解くべき問題:
次の総則の条文を、全文一字も変えずに書き写せ。

読解テキスト:
第一編 総則
第一章 法例
第一条 商事ニ関シ本法ニ規定ナキモノニ付テハ商慣習ニ従フ商慣習ナキトキハ民法ヲ適用ス
第二章 商行為及ヒ商人
第二条 左ニ掲ケタル行為ハ之ヲ商行為トス(仮決)
一 利益ヲ得テ譲渡ス意思ヲ以テスル動産、不動産又ハ有価証券ノ有償取得及ヒ其譲渡
二 供給契約及ヒ其履行ノ為メニスル有償取得
三 取引所ノ取引
四 手形其他ノ指図債権ニ関スル行為
五 営業ノ譲渡及ヒ取得
第三条 左ニ掲ケタル行為ハ営業トシテ之ヲ為ストキハ之ヲ商行為トス(仮決)

点の配置記録:
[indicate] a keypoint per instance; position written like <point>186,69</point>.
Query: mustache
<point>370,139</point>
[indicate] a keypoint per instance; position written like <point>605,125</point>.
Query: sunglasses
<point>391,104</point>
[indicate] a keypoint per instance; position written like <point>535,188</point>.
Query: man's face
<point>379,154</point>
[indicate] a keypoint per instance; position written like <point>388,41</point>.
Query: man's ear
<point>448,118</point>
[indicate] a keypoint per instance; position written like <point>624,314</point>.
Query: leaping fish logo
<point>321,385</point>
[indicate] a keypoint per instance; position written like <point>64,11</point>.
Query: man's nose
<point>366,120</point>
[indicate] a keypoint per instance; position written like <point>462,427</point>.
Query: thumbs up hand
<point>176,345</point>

記述解答:
第一編 総則
第一章 法例
第一条 商事ニ関シ本法ニ規定ナキモノニ付テハ商慣習ニ従フ商慣習ナキトキハ民法ヲ適用ス
第二章 商行為及ヒ商人
第二条 左ニ掲ケタル行為ハ之ヲ商行為トス(仮決)
一 利益ヲ得テ譲渡ス意思ヲ以テスル動産、不動産又ハ有価証券ノ有償取得及ヒ其譲渡
二 供給契約及ヒ其履行ノ為メニスル有償取得
三 取引所ノ取引
四 手形其他ノ指図債権ニ関スル行為
五 営業ノ譲渡及ヒ取得
第三条 左ニ掲ケタル行為ハ営業トシテ之ヲ為ストキハ之ヲ商行為トス(仮決)